### What is required
Reproduce every line of the records below, replacing "box coordinates" with "bounding-box coordinates" wherever it occurs and keeping all other text unchanged. Leave the pictures out of your answer.

───── Data provided ─────

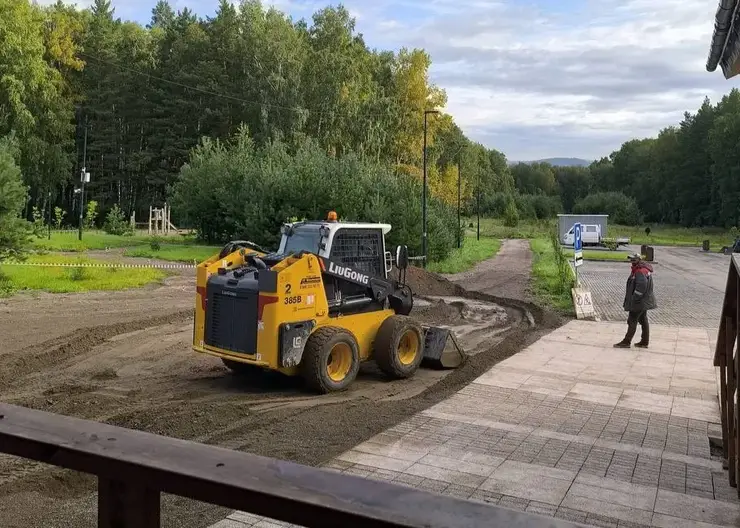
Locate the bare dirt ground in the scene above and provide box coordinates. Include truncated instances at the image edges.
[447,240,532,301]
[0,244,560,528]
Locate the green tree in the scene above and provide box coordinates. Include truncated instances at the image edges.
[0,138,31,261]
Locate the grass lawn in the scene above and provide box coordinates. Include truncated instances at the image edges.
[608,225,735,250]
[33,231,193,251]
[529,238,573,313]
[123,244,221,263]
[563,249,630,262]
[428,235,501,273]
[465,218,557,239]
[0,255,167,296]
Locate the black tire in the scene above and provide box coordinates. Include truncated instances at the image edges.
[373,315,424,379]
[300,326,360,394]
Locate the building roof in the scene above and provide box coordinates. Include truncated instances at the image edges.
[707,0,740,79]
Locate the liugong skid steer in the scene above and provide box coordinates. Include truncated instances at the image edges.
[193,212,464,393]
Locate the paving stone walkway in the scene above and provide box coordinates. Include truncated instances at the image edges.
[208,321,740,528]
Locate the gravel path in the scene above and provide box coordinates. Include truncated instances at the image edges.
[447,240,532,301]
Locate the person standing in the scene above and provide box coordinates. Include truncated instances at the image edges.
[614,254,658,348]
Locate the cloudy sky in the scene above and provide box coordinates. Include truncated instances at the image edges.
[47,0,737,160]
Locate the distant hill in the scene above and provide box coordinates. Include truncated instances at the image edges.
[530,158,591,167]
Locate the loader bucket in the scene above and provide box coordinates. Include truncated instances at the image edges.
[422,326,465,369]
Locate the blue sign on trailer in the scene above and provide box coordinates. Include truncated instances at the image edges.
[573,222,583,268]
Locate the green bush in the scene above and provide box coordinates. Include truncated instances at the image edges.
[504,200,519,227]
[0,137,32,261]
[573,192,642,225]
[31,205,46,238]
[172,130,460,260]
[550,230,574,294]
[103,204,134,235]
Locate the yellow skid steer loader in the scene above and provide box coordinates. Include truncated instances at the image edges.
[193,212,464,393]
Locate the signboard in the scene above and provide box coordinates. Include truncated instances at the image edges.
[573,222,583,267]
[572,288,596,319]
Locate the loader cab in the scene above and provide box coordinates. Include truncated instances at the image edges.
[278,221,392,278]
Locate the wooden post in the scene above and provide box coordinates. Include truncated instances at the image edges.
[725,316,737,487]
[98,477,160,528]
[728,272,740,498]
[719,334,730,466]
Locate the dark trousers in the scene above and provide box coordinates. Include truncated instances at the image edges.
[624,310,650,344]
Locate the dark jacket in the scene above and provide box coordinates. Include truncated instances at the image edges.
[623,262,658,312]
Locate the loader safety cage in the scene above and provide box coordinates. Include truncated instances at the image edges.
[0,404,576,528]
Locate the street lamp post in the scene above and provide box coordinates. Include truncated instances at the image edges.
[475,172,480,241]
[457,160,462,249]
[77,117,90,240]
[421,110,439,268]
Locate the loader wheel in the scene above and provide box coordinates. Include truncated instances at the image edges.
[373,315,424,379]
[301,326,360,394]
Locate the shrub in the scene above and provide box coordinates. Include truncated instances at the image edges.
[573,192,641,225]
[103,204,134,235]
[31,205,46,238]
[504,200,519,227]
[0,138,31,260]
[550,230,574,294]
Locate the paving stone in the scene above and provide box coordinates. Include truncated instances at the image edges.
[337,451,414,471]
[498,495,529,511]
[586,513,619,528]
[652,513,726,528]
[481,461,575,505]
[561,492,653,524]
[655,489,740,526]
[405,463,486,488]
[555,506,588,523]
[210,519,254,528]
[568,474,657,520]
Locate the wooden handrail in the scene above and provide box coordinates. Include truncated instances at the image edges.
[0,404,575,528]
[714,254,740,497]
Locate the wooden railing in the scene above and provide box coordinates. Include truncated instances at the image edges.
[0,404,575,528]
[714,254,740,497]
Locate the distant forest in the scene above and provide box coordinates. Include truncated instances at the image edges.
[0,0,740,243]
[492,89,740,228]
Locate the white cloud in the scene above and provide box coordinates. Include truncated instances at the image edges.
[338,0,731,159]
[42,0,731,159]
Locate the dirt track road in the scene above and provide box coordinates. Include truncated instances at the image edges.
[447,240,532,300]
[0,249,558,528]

─────

### Written response
Locate the bare dirt ground in the scene above and provide bounding-box coordinates. Include truncated instances at the image edges.
[447,240,532,301]
[0,244,560,528]
Locate the green tree in the scene above and provide bounding-box coordinates. Include truncated instances at the image edges.
[0,138,31,261]
Locate the grass lawn in the scene above and provide bounding-box coordinates. Include truncated instances at the image edges.
[608,225,735,250]
[33,231,193,251]
[529,238,573,313]
[123,244,221,263]
[563,249,630,262]
[428,235,501,273]
[465,218,557,239]
[0,255,167,296]
Locate the black tire in the scene above and provide bounding-box coordinates. Include truncated instances at the image edges.
[373,315,424,379]
[300,326,360,394]
Locate the building roof in the scene above and provide bounding-box coordinates. Include truncated instances at the image edges.
[707,0,740,79]
Locate the liugong skid steer in the scene above and provide bounding-box coordinates. Include truncated instances at the image edges.
[193,212,464,393]
Locate the paving stone walkway in the scene above and provide bounding-box coordinates. Include truncated instances at the image edges.
[208,321,740,528]
Locate the gravel path in the scene above and provide bounding-box coordinates. Include truncated instances at the image edges.
[447,240,532,301]
Locate the person standing in the scene above and provide bounding-box coordinates. Include truncated instances at the image edges.
[614,254,658,348]
Locate the cloudy sky in the scene above and provide bounding-box coordinates. Include truncated instances at the image edges.
[47,0,737,160]
Locate the distant hill in the scene above and provide bounding-box coordinates. Include truncated instances at the image edges.
[530,158,591,167]
Locate the loader bucket in the scene above and provide bounding-box coordinates. Include truncated instances at the image edges.
[422,326,465,369]
Locate the blue sign on trailer in the scene above and provide bounding-box coordinates. Include truncated instances at the image edges.
[573,222,583,268]
Locate the green bush in the scene above and provide bounding-box coordinates. Include truncated instances at the image edges.
[504,200,519,227]
[0,137,32,261]
[573,192,642,225]
[31,205,46,238]
[172,130,460,260]
[550,230,574,294]
[103,204,134,235]
Locate the yellow skid steer loader in the scene above and provide bounding-box coordinates. Include truncated instances at the image edges.
[193,212,464,393]
Locate the signboard in the scene above and provide bounding-box coordinates. Include truncated instances at the image edges.
[573,222,583,267]
[572,288,596,319]
Locate the loader cab in the scene above and provide bounding-box coordinates. Include truncated instances at the image edges.
[278,221,392,278]
Locate the wooden post in the scene above and provide bounding-box coordinates. Include truncated instances at the image edges.
[725,316,737,487]
[98,477,160,528]
[728,272,740,498]
[719,334,730,466]
Locate the dark trousers in the scene above and provide bounding-box coordinates. Include truncated instances at the image edges.
[624,310,650,344]
Locate the dark jacket in the scene above and provide bounding-box coordinates. Include truncated instances at the image edges.
[623,262,658,312]
Locate the loader safety cage in the scene above and provide bounding-box coordinates. Include truncated instances at the image edges.
[0,404,576,528]
Locate the street lamp post in the scene above and provide bounding-box coordinates. Include truncated instances at the image edges.
[475,172,480,241]
[457,160,462,249]
[77,117,90,240]
[421,110,439,268]
Locate the loader wheel in the scene above and provide bounding-box coordinates. Include truncated instances at the image edges.
[373,315,424,379]
[301,326,360,394]
Locate the shrub in the scene above and provide bounding-box coordinates. Include truncated instances at the image edges.
[573,192,641,225]
[103,204,134,235]
[31,205,46,238]
[504,200,519,227]
[0,138,31,260]
[550,230,574,294]
Locate the paving stone in the scene above and provide bounding-box coordinates. Include truncated instances at the image edges.
[337,451,414,471]
[498,495,529,511]
[586,513,619,528]
[652,513,726,528]
[481,461,575,505]
[561,492,653,524]
[655,489,740,526]
[405,463,486,488]
[555,506,588,523]
[210,519,254,528]
[568,474,657,520]
Locate the wooden handrail in the scene above and provide bounding-box coordinates. Include truncated instances at the image edges.
[0,404,575,528]
[714,254,740,497]
Locate the wooden railing in the scene above and provide bounding-box coordinates. Include truncated instances at the image edges.
[0,404,575,528]
[714,254,740,497]
Locate the distant forest in the scene above and provide bounding-box coordinates. Include truncated instances at the image edges.
[0,0,740,243]
[492,89,740,228]
Locate the white cloud in the scene above and provide bounding-box coordinates. Include truncated instances at the image edges.
[338,0,731,159]
[42,0,731,159]
Locate the dirt track road in the scene above and provide bounding-box coordinates. Include truncated instances at the image edges.
[447,240,532,300]
[0,249,558,528]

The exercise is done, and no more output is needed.